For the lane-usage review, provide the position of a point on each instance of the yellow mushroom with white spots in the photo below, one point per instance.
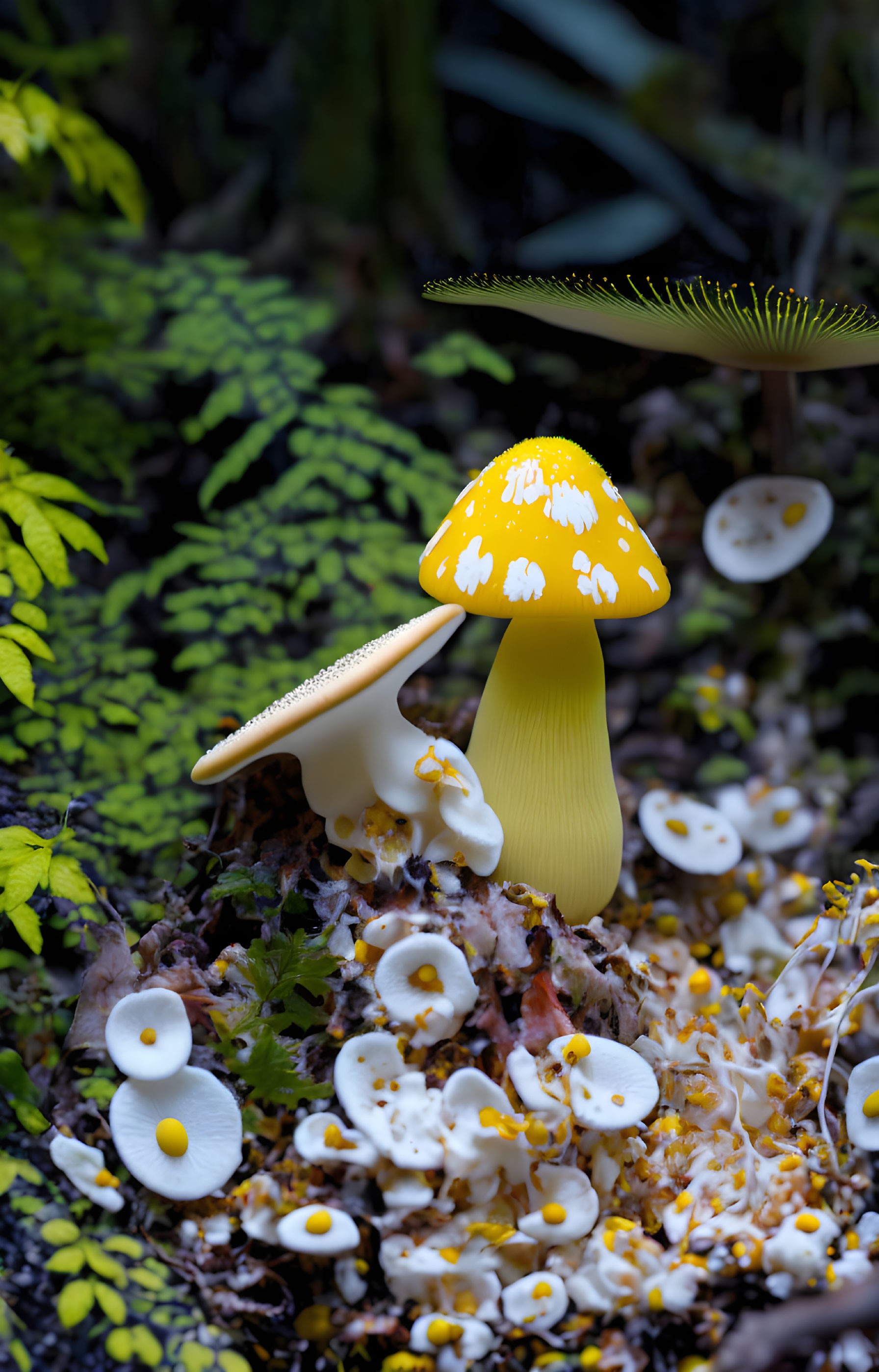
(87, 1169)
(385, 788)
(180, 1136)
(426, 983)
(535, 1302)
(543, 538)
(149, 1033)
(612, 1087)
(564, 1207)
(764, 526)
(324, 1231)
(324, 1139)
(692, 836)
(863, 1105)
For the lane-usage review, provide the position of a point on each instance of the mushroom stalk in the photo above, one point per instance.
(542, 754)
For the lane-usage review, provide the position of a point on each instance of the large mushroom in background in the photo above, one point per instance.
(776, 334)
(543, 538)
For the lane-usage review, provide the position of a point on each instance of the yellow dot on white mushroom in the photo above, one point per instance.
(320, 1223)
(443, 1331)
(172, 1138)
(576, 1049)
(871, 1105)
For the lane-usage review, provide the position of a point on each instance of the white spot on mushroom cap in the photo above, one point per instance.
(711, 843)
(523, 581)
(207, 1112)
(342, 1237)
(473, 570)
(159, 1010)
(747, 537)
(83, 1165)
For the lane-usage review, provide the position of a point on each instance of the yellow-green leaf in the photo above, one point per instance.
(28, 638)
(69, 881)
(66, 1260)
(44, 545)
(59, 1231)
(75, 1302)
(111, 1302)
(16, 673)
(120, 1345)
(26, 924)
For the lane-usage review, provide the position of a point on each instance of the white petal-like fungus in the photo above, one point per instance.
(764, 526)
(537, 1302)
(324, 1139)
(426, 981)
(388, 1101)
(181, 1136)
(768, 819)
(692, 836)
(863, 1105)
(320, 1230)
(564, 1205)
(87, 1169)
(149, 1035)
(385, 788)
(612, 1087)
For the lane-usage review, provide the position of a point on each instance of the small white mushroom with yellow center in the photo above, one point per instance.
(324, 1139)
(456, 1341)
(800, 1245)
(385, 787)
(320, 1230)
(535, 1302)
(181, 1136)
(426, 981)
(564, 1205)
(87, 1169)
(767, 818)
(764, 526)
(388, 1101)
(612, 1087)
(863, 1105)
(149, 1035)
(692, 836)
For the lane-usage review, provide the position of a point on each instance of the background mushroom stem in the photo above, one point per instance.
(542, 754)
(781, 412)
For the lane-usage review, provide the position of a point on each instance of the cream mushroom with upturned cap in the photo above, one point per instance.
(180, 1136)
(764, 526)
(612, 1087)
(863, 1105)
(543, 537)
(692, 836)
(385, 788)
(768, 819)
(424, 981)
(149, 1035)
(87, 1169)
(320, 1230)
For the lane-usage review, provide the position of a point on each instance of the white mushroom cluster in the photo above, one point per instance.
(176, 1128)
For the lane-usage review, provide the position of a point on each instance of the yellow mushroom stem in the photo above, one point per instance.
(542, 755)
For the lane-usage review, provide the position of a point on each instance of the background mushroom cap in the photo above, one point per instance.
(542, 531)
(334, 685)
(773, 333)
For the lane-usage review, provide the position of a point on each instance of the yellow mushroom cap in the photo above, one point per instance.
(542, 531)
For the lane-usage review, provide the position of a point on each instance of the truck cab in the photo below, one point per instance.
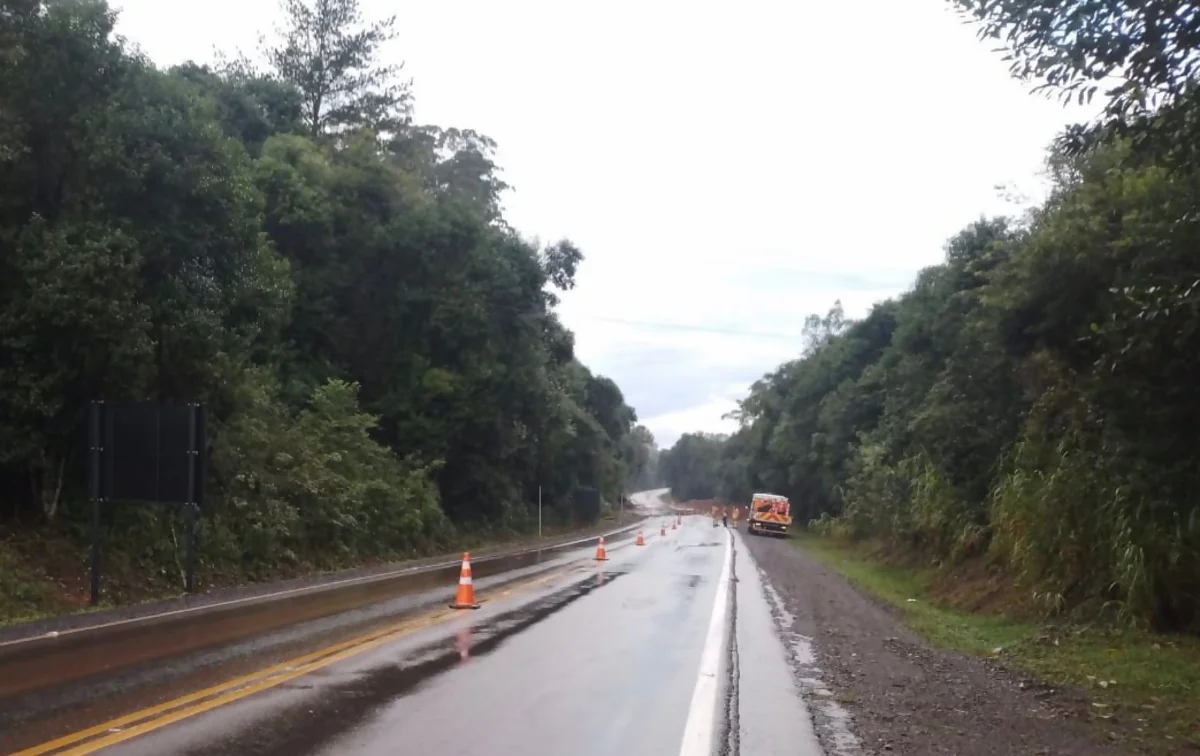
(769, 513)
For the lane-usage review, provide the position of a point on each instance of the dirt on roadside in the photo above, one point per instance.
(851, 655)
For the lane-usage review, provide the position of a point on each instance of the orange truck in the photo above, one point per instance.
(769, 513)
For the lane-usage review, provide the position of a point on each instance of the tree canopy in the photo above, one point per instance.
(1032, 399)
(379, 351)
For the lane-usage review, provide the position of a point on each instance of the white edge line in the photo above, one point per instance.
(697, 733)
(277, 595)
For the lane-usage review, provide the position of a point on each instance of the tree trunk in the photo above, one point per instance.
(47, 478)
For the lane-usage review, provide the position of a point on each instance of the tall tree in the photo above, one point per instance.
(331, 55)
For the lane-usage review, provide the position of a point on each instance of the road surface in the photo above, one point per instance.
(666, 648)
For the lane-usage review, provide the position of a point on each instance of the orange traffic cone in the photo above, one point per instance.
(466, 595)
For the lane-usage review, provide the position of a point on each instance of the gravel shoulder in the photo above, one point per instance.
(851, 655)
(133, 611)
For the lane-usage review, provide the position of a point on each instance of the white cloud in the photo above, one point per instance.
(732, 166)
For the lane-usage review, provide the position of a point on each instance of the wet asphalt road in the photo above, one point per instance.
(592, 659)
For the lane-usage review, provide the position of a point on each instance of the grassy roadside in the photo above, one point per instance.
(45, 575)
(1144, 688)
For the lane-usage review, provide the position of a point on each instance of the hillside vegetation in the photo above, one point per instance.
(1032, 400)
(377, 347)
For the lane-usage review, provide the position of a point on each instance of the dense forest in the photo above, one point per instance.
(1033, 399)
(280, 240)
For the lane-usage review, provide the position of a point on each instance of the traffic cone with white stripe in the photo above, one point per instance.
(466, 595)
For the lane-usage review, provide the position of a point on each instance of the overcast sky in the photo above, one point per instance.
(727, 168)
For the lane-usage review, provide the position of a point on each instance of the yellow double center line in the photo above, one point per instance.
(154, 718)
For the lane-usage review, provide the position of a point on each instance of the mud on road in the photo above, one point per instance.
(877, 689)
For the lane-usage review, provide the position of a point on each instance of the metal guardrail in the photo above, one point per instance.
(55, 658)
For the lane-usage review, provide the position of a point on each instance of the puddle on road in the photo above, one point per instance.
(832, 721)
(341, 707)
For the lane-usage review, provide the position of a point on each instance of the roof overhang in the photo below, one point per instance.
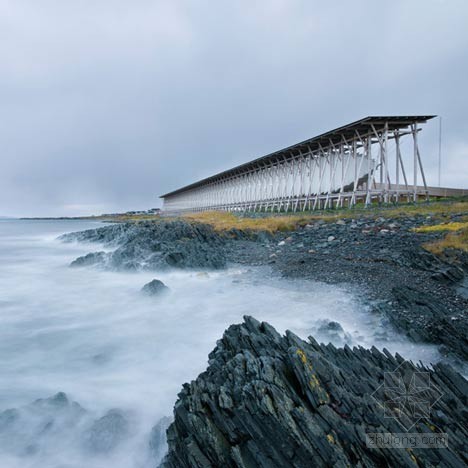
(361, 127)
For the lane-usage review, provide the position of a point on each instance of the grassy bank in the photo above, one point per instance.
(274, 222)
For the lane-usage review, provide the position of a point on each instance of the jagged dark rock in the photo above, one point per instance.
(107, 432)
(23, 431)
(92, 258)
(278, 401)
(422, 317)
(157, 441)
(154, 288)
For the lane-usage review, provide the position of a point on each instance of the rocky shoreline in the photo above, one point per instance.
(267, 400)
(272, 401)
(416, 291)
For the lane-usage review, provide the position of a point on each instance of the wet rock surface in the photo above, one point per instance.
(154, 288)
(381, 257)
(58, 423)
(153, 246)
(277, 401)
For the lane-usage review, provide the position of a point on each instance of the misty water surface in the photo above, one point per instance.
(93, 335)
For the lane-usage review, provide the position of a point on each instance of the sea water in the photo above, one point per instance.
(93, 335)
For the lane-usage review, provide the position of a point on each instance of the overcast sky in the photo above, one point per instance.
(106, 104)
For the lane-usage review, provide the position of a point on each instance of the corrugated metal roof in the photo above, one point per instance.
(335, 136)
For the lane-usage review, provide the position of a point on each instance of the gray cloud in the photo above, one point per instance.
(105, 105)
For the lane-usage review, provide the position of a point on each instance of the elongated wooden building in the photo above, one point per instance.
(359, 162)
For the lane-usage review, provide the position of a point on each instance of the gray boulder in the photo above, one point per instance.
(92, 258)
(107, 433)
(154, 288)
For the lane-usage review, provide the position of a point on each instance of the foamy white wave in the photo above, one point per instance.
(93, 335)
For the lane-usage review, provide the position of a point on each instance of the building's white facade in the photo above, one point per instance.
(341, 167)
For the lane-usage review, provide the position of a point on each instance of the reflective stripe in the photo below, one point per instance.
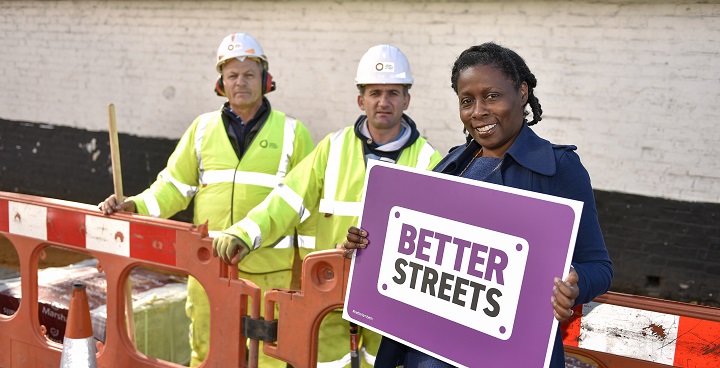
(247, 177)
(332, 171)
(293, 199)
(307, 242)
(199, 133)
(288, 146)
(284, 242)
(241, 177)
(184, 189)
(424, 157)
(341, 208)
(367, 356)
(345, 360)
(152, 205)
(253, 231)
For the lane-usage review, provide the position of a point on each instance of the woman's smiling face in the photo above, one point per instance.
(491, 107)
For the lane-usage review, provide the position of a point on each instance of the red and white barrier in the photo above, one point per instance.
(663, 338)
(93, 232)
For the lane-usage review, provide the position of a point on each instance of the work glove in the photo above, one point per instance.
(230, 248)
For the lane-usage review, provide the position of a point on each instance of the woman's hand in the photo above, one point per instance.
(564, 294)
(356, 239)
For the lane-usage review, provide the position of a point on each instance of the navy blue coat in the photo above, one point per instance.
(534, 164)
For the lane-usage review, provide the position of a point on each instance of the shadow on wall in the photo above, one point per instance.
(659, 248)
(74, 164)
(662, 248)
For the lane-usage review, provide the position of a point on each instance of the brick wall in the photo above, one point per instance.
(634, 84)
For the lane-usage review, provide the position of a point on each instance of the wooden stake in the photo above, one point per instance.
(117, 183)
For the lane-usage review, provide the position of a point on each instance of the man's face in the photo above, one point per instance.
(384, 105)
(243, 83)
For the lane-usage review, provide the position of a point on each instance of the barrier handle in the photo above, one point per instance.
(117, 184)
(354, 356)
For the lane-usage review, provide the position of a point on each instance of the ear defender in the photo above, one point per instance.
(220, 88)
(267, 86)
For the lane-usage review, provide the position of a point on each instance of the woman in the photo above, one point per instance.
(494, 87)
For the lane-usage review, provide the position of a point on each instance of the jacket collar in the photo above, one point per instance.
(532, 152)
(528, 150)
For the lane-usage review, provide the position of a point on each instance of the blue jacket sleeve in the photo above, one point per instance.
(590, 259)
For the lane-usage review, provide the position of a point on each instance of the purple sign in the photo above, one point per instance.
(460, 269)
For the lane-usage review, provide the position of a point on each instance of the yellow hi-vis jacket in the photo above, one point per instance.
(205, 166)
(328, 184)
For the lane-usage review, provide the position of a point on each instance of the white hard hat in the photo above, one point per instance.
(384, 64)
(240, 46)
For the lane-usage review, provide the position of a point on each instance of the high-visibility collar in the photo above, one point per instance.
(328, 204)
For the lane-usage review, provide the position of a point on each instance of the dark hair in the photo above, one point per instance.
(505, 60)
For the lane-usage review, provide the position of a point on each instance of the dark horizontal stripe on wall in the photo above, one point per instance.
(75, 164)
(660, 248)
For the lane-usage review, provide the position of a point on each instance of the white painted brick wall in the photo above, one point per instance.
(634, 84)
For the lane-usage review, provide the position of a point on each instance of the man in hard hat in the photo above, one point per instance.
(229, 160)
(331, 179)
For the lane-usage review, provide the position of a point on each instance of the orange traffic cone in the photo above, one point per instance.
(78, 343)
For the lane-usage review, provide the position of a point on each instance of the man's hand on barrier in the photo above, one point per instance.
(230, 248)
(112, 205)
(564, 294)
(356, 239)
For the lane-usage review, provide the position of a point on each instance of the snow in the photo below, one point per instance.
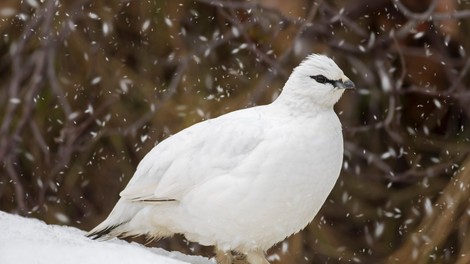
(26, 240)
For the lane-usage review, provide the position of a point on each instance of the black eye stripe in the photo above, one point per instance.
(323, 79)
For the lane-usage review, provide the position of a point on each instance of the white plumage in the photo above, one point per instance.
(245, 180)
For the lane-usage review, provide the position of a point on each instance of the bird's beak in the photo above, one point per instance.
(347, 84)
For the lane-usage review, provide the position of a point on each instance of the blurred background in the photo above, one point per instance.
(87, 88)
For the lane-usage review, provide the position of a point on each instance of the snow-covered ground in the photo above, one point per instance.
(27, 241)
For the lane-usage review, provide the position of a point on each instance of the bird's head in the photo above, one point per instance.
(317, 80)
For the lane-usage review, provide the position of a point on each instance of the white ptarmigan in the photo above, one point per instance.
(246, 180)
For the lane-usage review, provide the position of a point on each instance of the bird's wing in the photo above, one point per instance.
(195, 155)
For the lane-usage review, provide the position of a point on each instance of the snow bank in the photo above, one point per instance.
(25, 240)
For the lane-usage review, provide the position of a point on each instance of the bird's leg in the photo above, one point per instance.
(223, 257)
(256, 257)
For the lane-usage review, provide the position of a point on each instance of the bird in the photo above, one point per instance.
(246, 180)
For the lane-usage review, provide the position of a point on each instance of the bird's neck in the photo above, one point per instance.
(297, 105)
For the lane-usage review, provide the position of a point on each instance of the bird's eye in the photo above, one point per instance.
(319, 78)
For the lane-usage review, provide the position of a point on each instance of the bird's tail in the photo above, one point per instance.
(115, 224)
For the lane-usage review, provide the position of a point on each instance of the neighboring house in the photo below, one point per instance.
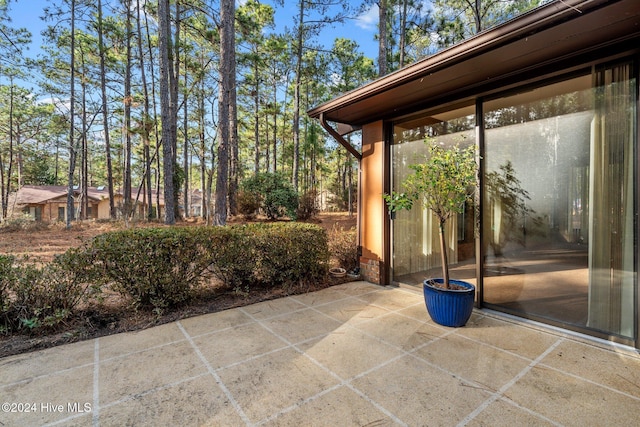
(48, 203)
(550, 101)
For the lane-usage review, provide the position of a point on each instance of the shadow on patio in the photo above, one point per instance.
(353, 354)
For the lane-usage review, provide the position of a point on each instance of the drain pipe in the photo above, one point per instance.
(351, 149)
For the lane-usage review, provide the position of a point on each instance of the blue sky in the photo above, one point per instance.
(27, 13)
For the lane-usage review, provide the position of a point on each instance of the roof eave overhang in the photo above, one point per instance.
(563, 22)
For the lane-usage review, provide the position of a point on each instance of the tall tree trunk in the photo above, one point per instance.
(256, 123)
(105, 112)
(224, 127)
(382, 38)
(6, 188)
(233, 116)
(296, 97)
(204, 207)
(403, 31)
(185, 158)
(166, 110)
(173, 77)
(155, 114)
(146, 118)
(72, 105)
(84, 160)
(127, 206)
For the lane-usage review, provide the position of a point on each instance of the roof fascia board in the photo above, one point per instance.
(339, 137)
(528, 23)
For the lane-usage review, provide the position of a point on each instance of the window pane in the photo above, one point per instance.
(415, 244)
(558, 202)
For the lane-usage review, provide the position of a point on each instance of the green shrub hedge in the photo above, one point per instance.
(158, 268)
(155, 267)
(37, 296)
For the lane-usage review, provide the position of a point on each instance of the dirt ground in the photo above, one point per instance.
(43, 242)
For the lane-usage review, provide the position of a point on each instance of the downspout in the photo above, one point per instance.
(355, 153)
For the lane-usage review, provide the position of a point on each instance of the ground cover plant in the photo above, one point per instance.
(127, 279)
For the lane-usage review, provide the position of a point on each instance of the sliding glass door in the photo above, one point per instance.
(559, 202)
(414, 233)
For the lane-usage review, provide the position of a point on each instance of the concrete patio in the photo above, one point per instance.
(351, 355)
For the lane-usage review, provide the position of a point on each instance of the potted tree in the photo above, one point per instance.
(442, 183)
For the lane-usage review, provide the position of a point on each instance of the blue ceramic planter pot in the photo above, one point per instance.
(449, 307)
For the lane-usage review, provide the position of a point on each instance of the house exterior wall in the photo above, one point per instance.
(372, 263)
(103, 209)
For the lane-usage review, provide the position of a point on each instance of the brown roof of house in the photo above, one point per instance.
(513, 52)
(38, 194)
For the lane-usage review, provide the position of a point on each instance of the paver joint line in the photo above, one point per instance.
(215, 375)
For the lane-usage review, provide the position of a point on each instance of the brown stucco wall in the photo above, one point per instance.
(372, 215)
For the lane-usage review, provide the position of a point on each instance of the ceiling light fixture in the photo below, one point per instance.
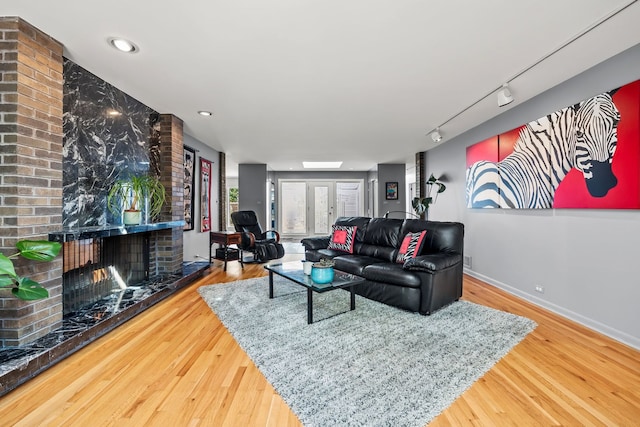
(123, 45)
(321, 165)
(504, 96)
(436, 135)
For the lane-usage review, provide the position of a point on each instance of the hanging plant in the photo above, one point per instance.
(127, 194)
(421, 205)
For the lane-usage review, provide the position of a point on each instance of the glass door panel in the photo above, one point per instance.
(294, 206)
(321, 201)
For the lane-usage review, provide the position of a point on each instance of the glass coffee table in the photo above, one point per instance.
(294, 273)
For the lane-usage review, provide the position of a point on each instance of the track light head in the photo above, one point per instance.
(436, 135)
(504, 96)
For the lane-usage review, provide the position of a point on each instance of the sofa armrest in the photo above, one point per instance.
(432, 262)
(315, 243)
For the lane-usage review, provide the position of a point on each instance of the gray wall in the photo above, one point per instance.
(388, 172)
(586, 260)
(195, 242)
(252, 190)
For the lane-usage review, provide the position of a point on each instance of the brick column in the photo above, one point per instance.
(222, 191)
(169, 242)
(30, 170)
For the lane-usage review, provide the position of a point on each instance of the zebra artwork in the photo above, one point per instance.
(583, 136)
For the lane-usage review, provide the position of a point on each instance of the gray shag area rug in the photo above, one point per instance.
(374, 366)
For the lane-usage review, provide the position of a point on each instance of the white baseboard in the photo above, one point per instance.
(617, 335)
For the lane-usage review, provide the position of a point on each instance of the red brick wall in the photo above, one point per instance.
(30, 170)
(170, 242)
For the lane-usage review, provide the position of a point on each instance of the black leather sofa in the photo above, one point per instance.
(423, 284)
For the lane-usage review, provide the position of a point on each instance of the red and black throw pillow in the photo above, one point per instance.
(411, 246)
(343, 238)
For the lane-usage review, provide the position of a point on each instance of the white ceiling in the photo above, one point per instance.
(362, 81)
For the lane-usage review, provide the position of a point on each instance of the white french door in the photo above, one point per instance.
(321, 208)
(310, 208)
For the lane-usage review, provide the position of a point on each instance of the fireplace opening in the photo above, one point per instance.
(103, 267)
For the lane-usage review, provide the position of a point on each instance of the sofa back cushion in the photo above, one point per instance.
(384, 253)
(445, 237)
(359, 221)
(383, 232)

• **TASK TO CARRY OUT**:
Restate, word for word, the final stretch of the entries above: the line containing "of the fireplace" and every line after it, up to and including the last.

• **RESPONSE TO THE EXERCISE**:
For the lane-usage review, provide the position of a point on each instance of the fireplace opening in the photo above, one point per instance.
(103, 267)
For the lane-usage review, provide the position of a point on each instance of the sofa back cushion in the photo above, one point per instance.
(384, 253)
(445, 237)
(359, 221)
(383, 232)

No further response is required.